'''

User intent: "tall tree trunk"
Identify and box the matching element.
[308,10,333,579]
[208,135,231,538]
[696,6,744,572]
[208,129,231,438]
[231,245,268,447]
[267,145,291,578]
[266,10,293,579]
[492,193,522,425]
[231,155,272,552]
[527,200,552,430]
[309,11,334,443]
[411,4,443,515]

'''

Problem :: Reproduce the material above line for line, without changing anything.

Task answer ::
User intent: "tall tree trunk"
Identify and box the matching element.
[308,10,333,579]
[208,135,231,538]
[696,6,744,572]
[208,129,231,438]
[231,245,268,447]
[267,145,291,578]
[266,10,293,579]
[492,193,522,425]
[231,155,272,552]
[527,200,552,430]
[309,11,334,443]
[411,4,443,515]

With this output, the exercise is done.